Einträge zur Umrissbeschriftung
----------
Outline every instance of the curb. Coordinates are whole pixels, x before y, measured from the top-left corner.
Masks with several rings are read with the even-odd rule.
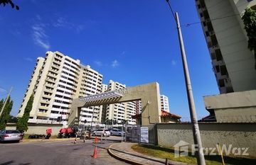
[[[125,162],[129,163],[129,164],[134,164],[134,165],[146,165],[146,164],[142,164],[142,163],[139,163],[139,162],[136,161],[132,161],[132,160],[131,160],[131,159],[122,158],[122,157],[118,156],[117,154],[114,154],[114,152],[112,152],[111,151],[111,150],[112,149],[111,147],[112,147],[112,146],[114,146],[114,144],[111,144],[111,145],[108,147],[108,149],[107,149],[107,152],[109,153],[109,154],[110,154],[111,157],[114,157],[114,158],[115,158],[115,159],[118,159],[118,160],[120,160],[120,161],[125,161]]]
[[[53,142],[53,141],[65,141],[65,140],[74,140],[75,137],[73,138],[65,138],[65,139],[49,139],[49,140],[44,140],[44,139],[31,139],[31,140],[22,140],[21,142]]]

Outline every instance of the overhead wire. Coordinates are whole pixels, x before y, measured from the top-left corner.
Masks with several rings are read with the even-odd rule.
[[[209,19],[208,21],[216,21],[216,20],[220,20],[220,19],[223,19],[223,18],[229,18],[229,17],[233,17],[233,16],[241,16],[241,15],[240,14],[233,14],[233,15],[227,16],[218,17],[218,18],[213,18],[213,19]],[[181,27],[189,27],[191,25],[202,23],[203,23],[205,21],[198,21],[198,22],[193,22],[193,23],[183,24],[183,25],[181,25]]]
----------
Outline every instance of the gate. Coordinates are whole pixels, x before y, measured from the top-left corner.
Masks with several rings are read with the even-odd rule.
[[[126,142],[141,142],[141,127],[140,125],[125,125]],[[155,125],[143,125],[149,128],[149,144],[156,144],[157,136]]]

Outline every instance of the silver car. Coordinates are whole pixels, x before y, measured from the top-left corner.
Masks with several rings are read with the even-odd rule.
----------
▶ [Ziel der Übung] Suche in den Einträgen alle Zeilen, die das Wort „before“ enthalten, und schreibe jede davon unverändert ab.

▶ [Ergebnis der Übung]
Outline every instance of the curb. Coordinates are whole pixels, x before y, measured from the top-left corner.
Outline every instance of the overhead wire. Coordinates are whole pixels, x before y, measured from the top-left corner.
Outline every instance of the gate. Coordinates are whole pixels, x before y, measured from the top-left corner.
Outline every instance of the silver car. Coordinates are whole pixels, x before y, measured from the top-left corner.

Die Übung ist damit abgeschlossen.